** Opening Data under study block **

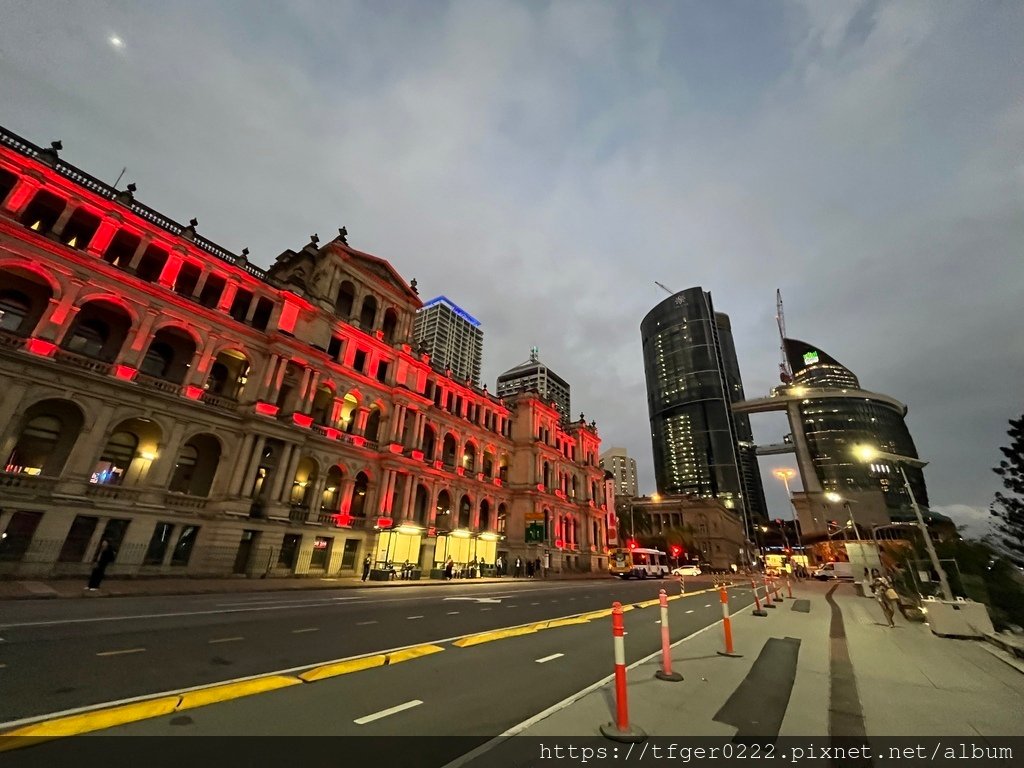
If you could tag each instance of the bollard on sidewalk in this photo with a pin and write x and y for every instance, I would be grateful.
(723, 595)
(768, 602)
(758, 610)
(666, 672)
(621, 730)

** Closing Data under study block **

## Task objective
Write out the whole listing exactly. Pictures stay out.

## Output of the exercise
If you could tag each instance of the bollard on sidewalk in this photo with a pin and write x and y for every instance, I would be grateful.
(723, 595)
(768, 602)
(758, 610)
(666, 672)
(621, 730)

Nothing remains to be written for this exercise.